### Study questions
A: Write out the part of the text on the October 2009 Lahore attacks that begins at the words "The October 2009" and stops after "Elite Police Academy.", copying it word for word.
B: Continue the text on the October 2009 Lahore attacks from the point where it ends.

### Text shown
- Location of Lahore (in red) in Punjab, Pakistan and (inset) Punjab in Pakistan.
- Location: Lahore, Punjab, Pakistan
- Date: 15 October 2009 9.40 – (UTC+05.00)
- Attack type: Shooting and hostage taking
- Deaths: 5 to 7 including 3 FIA men, 1 attacker, 1 unidentified. 1 Police constable at Elite Force Training Centre. 38 in total.
- Injured: 7 at Elite Police Academy in Bedian.
- No. of participants: 4 at Federal Investigation Agency's regional headquarters. Up to 20 in total.
- Defenders: Elite Police, Pakistan Rangers

= October 2009 Lahore attacks =

Terrorist incident in Pakistan

The October 2009 Lahore attacks were simultaneous assaults on three buildings across Lahore, Punjab, Pakistan, on 15 October 2009, around 9:15 am local time. The attacks killed 38 and wounded at least 20. One group of militants attacked the Regional Headquarters of the Federal Investigation Agency (FIA), while a second group raided the Manawan Police Training School. The third team of militants attacked the Elite Police Academy.

== Background ==
The same Federal Investigation Agency regional headquarters was hit by a suicide car bomb in March 2008. Earlier in the day, a suicide car bomber blew himself up at a police station in Kohat. These and other events have led to Pakistan's preparation for a major operation in Waziristan.

### Data supplied
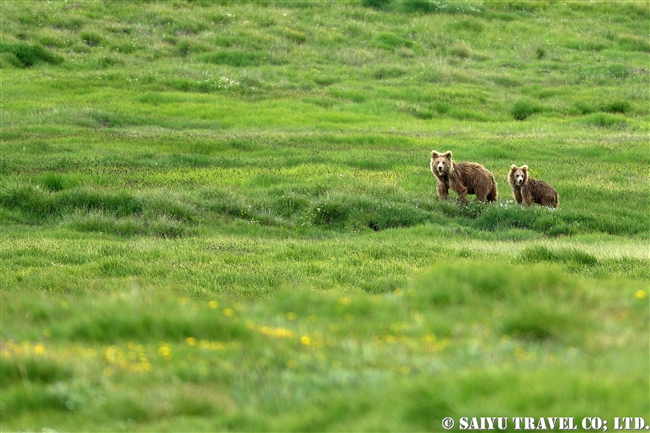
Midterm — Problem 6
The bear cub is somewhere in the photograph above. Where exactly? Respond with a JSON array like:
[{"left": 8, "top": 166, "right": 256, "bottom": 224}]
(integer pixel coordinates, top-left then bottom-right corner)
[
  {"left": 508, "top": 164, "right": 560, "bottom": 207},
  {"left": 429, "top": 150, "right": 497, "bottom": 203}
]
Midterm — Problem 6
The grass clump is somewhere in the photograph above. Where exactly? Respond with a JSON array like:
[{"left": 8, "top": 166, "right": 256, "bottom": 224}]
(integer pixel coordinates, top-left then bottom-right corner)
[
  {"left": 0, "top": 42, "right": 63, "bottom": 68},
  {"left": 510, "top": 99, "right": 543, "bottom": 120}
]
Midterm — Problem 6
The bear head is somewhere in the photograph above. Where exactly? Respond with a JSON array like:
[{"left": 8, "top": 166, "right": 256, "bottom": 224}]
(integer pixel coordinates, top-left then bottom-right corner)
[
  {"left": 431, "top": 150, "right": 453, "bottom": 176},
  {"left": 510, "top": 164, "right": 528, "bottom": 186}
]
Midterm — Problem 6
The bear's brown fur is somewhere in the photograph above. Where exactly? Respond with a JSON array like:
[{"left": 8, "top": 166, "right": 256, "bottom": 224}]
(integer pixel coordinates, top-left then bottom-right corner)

### Answers for the exercise
A:
The October 2009 Lahore attacks were simultaneous assaults on three buildings across Lahore, Punjab, Pakistan, on 15 October 2009, around 9:15 am local time. The attacks killed 38 and wounded at least 20. One group of militants attacked the Regional Headquarters of the Federal Investigation Agency (FIA), while a second group raided the Manawan Police Training School. The third team of militants attacked the Elite Police Academy.

B:
== Federal Investigation Agency: Regional Headquarters ==
According to Punjab Home Secretary Nadeem Hassan Asif, the Federal Investigation Agency's regional headquarters in Lahore was attacked by four individuals. Initial shots killed two attackers, including a suicide bomber. Hostages were taken, including FIA officials; the government responded with a siege lasting 90 minutes. In the end, four government employees, including three FIA agents, and a bystander were killed.

== Elite Force Training Academy ==
The Elite Police Academy, situated at Bedian Road 5 kilometers from the Manawan Police Training School (which was also targeted) was attacked by six men in militia uniforms. Six policemen and five militants were killed. Only one militant was killed by the police; the three others were suicide bombers. The battle lasted until afternoon; in the aftermath, a family which was being held hostage was freed.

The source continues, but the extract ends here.